PROBLEM TO WORK ON. Each line of the records is to be copied verbatim.

***** EXCERPTED RECORDS *****

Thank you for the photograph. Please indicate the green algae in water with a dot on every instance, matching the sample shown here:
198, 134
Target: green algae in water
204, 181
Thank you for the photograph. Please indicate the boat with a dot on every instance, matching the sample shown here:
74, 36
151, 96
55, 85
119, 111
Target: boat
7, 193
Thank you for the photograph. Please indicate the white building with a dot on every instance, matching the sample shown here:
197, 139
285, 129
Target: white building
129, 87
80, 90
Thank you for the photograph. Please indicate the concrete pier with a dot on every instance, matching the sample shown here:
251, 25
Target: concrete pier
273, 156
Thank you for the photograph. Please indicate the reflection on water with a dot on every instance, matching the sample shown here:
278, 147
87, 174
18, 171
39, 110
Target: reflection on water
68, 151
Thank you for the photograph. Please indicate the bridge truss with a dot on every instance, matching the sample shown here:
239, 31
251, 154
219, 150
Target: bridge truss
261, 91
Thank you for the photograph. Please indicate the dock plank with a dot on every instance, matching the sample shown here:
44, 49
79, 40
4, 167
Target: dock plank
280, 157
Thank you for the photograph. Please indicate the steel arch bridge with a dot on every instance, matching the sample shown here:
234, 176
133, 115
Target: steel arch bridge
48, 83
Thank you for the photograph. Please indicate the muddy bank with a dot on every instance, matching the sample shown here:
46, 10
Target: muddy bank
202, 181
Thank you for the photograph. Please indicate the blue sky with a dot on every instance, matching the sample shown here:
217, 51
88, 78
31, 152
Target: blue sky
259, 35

*****

EXERCISE RESPONSE.
Thank you for the photograph. Please indicate the green algae in water with a dot on every instance, matching the sample shown here:
198, 134
Target: green algae in water
204, 181
Thank you for the photograph. Please indicate the boat with a dot on every instance, matching the sample shown here:
74, 36
151, 96
55, 85
119, 111
Target: boat
7, 193
Thank you for the photograph. Please indicate the white building with a dot on every instance, matching the sample shown here:
197, 139
285, 129
Target: white building
129, 87
80, 90
Thank you for the photograph. Please indicate the concrete pier with a dot on every instance, matching the sample shown here:
251, 25
Target: concrete pier
273, 156
Thank you for the photograph. Please indicate the reflection on water with a dot on every instance, matching the sample shown here:
278, 147
87, 174
18, 171
39, 110
Target: reflection on water
68, 151
Thank you for the photograph. Please indicate the bridge truss with a dot on every instance, matching the sample shown here:
239, 31
251, 154
219, 150
Target: bridge truss
261, 91
Thank you for the photograph. Please indicate the dock plank with a dot on every instance, matching the sample shown here:
44, 49
79, 40
4, 167
Target: dock plank
280, 157
Thank you for the photograph. Please indicate the steel arch bridge with a dot on every instance, matching the sample shown here:
234, 176
133, 115
Target: steel arch bridge
48, 83
Thank you for the photograph. Please indicate the muddy bank with a dot on every instance, matching the sample shown here:
46, 10
Target: muddy bank
202, 181
Thank you for the photograph. Please indicate the blue sky with a dot on every instance, matching the sample shown here:
217, 51
88, 78
31, 152
Target: blue sky
259, 35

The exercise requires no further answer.